Given task: Show each line of the entries below that contains the word "woman", copied out in full.

The input:
-*-

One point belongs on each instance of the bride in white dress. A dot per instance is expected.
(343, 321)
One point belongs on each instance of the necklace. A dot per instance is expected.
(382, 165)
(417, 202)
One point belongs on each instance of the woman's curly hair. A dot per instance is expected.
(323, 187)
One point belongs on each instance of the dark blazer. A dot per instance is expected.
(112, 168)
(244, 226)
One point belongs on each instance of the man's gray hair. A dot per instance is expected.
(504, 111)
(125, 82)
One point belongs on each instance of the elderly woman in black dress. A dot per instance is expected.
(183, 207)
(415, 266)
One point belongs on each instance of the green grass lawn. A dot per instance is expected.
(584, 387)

-*-

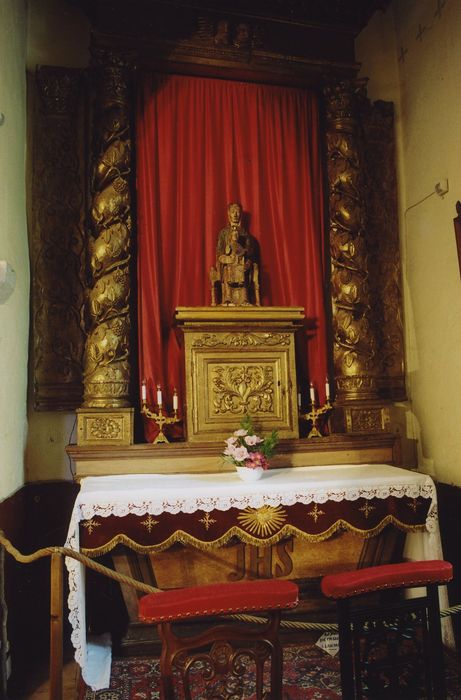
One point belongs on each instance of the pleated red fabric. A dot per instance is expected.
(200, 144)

-*-

Written solution:
One point belongs on each instance of the woman's curly hair. A dot per instance is expected.
One point belongs on each instance of the elderly woman in black dress. A dot per instance is expected.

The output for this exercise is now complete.